A study published in the journal Lancet could lead to a change of paradigm in the early diagnosis of breast cancer. It states that magnetic resonance imaging (MRI) is substantially more accurate than mammography in diagnosing very early stages of breast cancer. Up to now MRI was thought to be hardly suited for the detection of such ductal carcinoma in situ (DCIS). Researchers at the University of Bonn have now come to a completely different conclusion. In the past five years they examined more than 7000 women with both methods. In a total of 167 women the doctors found early forms of breast cancer: 152 (92 %) of these were found using MRI, 93 (56 %) with mammography.

● DATASET EXTRACT:
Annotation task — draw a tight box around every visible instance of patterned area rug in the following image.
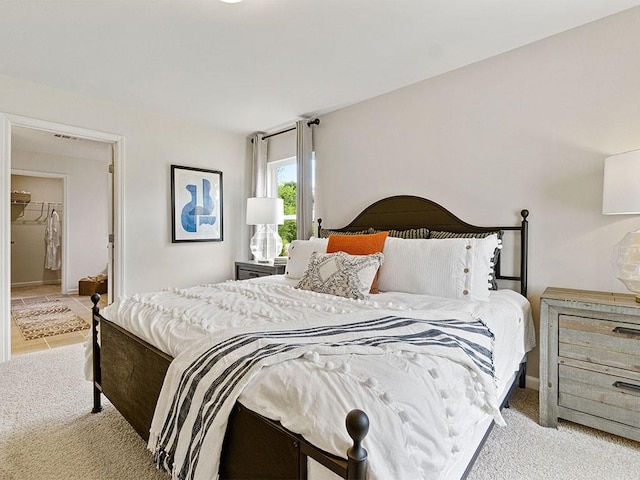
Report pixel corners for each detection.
[11,300,89,340]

● TASKS TO PERFORM:
1. For each statement about the breast cancer study passage, answer yes or no, and quote the words from the passage that decide it.
(a) The Bonn researchers examined more than 7000 women over the past five years.
(b) Mammography detected more of the early breast cancers than MRI did.
(c) Before this study, MRI was considered well suited for detecting ductal carcinoma in situ.
2. Write what comes next in the breast cancer study passage, starting after its final sentence.
The data above is separate material and is not part of the breast cancer study passage.

● ANSWERS GIVEN:
1.
(a) Yes: "In the past five years they examined more than 7000 women with both methods."
(b) No: "152 (92 %) of these were found using MRI, 93 (56 %) with mammography."
(c) No: "Up to now MRI was thought to be hardly suited for the detection of such ductal carcinoma in situ (DCIS)."

2.
Breast cancer forms in the cells which line the inside walls of the milk ducts. The tumor initially remains in the milk duct and is therefore called " intraductal cancer" or DCIS (ductal carcinoma in situ). Although even at this stage it is called a carcinoma, it behaves actually like a benign disease, which can always be treated successfully by operating on it. Only when the tumor grows out of the milk ducts into the breast’s glandular tissue can it spread via blood and lymph vessels in the body. “If we find DCIS and remove it we can prevent the formation of ‘real’ breast cancer,” the Bonn radiologist Professor Christiane Kuhl explains. “That way we prevent the development of a disease that is often life-threatening.”
However, there are different forms of intraductal carcinomas: the less aggressive (low-grade) and highly aggressive (high-grade) DCIS. Whereas low-grade DCIS is relatively inert and may never spread beyond the milk duct (and thus may never pose a threat to the women affected), high-grade DCIS will virtually always break out of the milk ducts, and then will become dangerous, biologically aggressive high grade invasive breast cancer. This makes it all the more important to discover such high-grade DCIS.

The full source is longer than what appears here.